--- start of PAGE TEXT ---
On 10/29/2013 01:40 PM, Martin Kozusky wrote:
> Dne 29.10.2013 13:03, Wolfgang Grandegger napsal(a):
>> On 10/29/2013 11:46 AM, Martin Kozusky wrote:
...
>>> Hello Wolfgang,
>>> it seems that my architecture (arm/mx25 on 2.6.35 kernel) is missing
>>> HAVE_FUNCTION_GRAPH_TRACER, HAVE_DYNAMIC_FTRACE options so it won't be
>>> that easy, will be?
>>> Timestamps that ftrace is showing me are in 10 miliseconds resolution,
>>> that won't help me much :(

Are high resolution timers enabled in the kernel? Still, event tracing
could would already be useful.

>> Probably that version is to old for proper ftrace support. The 100us you
>> measured for alloc_can_skb() is worst case, right? What is the mean
>> value?
> 
> Now I checked again and logged every call (don't know if realy
> everything was logged but something was :) and I see that it is not
> 100usec, but only around 20usec (mean value - checked by eye). There
> were some very long calls (around 2ms!) that were puttings errors in my 
> sum/count formula (may be I should filter out calls longer that
> 200usec), with this error it was not 100usec, but almost 1ms (my value
> was only 32bit and was overflowing when I wrote it first time). So
> normally around 20usec, but with very long calls around 2-3 ms (looks
> like those long are periodic - each 6th - 8th call is much longer, but
> not all the time)

Are these long latencies related to the SDcard accesses? I think the
problem is the rather long latencies caused by other kernel activity. In
your case caused by the MMC (SDcard) driver, I assume. The Flexcan
controller does buffer up to 5 messages before loosing packets.

> But still with those 20usec call, there are many RX overflows, if I
> disable the call alloc_can_skb, there are no overflows and all is
> received (but still not processed further, because I don't have skb ... )
--- end of PAGE TEXT ---
• _CHALLENGES_
**a.** Reproduce the Flexcan latency thread word for word, from "Are these long" through "before loosing packets.", inclusive.
**b.** Carry on the Flexcan latency thread from the point where it stops.
--- start of EXCERPTED RECORDS ---
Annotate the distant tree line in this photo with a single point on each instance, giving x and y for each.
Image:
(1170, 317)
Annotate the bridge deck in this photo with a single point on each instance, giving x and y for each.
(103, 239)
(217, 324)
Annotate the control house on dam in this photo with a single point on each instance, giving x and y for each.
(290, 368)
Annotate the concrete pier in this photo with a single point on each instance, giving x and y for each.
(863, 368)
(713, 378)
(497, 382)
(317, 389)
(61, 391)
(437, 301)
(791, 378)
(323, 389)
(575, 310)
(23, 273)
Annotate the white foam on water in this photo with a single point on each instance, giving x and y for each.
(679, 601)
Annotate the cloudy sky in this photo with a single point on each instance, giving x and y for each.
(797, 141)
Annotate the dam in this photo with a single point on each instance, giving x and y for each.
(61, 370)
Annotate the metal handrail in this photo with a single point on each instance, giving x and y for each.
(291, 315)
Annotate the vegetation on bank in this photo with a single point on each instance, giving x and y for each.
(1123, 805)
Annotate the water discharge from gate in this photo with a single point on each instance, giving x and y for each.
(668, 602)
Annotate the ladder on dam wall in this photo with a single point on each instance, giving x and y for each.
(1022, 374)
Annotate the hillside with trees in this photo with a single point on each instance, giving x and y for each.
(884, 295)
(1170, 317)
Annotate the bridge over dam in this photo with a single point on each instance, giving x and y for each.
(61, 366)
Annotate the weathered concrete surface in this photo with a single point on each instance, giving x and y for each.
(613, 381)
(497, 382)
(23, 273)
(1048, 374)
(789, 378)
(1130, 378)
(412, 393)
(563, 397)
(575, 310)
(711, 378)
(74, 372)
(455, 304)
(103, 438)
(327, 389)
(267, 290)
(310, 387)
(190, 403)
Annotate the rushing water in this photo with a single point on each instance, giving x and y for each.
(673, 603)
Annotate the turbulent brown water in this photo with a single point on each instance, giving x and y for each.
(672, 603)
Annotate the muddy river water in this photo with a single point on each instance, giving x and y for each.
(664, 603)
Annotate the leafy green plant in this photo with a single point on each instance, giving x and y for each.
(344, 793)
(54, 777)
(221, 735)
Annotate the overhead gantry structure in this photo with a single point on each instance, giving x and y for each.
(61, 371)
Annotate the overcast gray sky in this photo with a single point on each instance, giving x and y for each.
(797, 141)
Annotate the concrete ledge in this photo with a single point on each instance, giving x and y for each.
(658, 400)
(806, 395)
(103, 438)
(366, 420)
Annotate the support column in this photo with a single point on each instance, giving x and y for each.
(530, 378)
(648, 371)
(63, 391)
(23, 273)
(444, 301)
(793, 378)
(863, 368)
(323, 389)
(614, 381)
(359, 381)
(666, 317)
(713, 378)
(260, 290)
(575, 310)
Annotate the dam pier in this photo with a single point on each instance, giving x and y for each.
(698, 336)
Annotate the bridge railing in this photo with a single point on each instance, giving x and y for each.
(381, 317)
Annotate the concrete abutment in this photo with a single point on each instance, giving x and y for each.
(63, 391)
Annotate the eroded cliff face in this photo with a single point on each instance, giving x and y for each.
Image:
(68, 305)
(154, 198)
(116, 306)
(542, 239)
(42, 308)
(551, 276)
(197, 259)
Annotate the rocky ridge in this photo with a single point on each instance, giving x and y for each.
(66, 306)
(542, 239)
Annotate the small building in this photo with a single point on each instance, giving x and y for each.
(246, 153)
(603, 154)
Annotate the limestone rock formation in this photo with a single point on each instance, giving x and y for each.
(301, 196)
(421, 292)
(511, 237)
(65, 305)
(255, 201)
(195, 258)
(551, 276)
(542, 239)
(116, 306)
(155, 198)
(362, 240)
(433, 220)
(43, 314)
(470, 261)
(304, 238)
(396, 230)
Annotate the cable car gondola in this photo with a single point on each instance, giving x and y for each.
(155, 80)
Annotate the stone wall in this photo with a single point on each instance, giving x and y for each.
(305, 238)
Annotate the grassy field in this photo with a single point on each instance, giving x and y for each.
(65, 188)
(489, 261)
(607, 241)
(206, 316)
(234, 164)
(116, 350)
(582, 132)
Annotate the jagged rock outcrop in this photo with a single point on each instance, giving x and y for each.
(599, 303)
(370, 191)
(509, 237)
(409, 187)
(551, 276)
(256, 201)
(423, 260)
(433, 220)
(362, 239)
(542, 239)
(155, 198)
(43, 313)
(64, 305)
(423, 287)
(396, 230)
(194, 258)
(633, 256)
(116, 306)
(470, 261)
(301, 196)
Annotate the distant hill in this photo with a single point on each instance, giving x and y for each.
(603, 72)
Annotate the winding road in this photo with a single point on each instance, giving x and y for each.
--- end of EXCERPTED RECORDS ---
• _RESULTS IN ORDER_
**a.**
Are these long latencies related to the SDcard accesses? I think the
problem is the rather long latencies caused by other kernel activity. In
your case caused by the MMC (SDcard) driver, I assume. The Flexcan
controller does buffer up to 5 messages before loosing packets.

**b.**
Could you run this test for a longer time? The probability is just lower
that RX gets interrupted for a longer time, I think.

I see a few approaches to overcome this problem:

- fix the MMC driver to cause less latency. If you are lucky this is
  already the case in more recent versions of the kernel.

- Use the "-rt" extension (CONFIG_PREEPMT_RT). It will then allow to
  adjust priorities of soft and hard irq threads.

- Do the RX processing in the interrupt context, which would require
  some custom modifications.

Wolfgang.


^ permalink raw reply	[flat|nested] 17+ messages in thread

* Re: CAN messages being lost on i.MX25 with flexcan - continued (was CAN messages being lost on i.MX25 with flexcan - 2012-04-19)
  2013-10-29 14:30               ` Wolfgang Grandegger
@ 2013-10-30  8:43                 ` "Martin Kožuský [KK micro s.r.o.]"
  2013-10-30  9:04                   ` Wolfgang Grandegger
  0 siblings, 1 reply; 17+ messages in thread
From: "Martin Kožuský [KK micro s.r.o.]" @ 2013-10-30  8:43 UTC (permalink / raw)
  To: Wolfgang Grandegger, linux-can

-------- Original Message  --------
Subject: Re: CAN messages being lost on i.MX25 with flexcan - continued (was CAN messages being lost on i.MX25 with flexcan - 2012-04-19)
From: Wolfgang Grandegger
To: Martin Kozusky, linux-can@vger.kernel.org
Date: 29. Říjen 2013 15:30:08

> On 10/29/2013 01:40 PM, Martin Kozusky wrote:
>> Dne 29.10.2013 13:03, Wolfgang Grandegger napsal(a):
>>> On 10/29/2013 11:46 AM, Martin Kozusky wrote:
> ...
>>>> Hello Wolfgang,
>>>> it seems that my architecture (arm/mx25 on 2.6.35 kernel) is missing
>>>> HAVE_FUNCTION_GRAPH_TRACER, HAVE_DYNAMIC_FTRACE options so it won't be
>>>> that easy, will be?
>>>> Timestamps that ftrace is showing me are in 10 miliseconds resolution,
>>>> that won't help me much :(
>
> Are high resolution timers enabled in the kernel? Still, event tracing
> could would already be useful.
>
>>> Probably that version is to old for proper ftrace support. The 100us you
>>> measured for alloc_can_skb() is worst case, right? What is the mean
>>> value?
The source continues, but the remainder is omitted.